▶ _Instructions for the task_:
Starting at the first line of the data below, retype every line up to and including the one containing "positive clicks: (512, 317)".

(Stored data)
=== Begin Enclosure ===
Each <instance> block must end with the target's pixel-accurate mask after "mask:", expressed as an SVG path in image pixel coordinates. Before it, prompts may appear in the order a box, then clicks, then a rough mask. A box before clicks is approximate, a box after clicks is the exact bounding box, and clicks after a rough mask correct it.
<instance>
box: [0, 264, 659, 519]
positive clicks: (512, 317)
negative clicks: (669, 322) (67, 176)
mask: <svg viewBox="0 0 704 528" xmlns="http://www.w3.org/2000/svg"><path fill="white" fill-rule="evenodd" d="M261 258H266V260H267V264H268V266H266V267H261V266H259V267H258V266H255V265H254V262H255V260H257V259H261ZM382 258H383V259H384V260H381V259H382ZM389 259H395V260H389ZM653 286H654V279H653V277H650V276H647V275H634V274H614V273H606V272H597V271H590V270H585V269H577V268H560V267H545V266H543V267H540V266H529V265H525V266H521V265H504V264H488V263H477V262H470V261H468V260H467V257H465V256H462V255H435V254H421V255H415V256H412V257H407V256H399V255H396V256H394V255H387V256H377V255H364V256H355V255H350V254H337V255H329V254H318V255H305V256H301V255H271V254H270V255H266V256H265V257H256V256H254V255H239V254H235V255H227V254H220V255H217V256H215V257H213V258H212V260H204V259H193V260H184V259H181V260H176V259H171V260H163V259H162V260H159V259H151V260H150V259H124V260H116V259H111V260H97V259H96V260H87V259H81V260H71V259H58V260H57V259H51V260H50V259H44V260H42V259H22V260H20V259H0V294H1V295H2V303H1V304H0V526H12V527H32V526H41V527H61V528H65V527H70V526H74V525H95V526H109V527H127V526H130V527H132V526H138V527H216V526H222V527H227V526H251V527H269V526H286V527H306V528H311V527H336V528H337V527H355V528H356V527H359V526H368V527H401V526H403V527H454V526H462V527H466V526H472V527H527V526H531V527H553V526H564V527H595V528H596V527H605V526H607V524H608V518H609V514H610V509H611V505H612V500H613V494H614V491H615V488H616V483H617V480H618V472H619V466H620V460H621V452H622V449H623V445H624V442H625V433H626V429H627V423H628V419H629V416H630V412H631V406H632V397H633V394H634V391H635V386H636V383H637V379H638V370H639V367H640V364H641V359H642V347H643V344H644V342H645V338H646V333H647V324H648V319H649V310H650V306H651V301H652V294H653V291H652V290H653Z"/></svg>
=== End Enclosure ===
▶ _Exercise solution_:
Each <instance> block must end with the target's pixel-accurate mask after "mask:", expressed as an SVG path in image pixel coordinates. Before it, prompts may appear in the order a box, then clicks, then a rough mask. A box before clicks is approximate, a box after clicks is the exact bounding box, and clicks after a rough mask correct it.
<instance>
box: [0, 264, 659, 519]
positive clicks: (512, 317)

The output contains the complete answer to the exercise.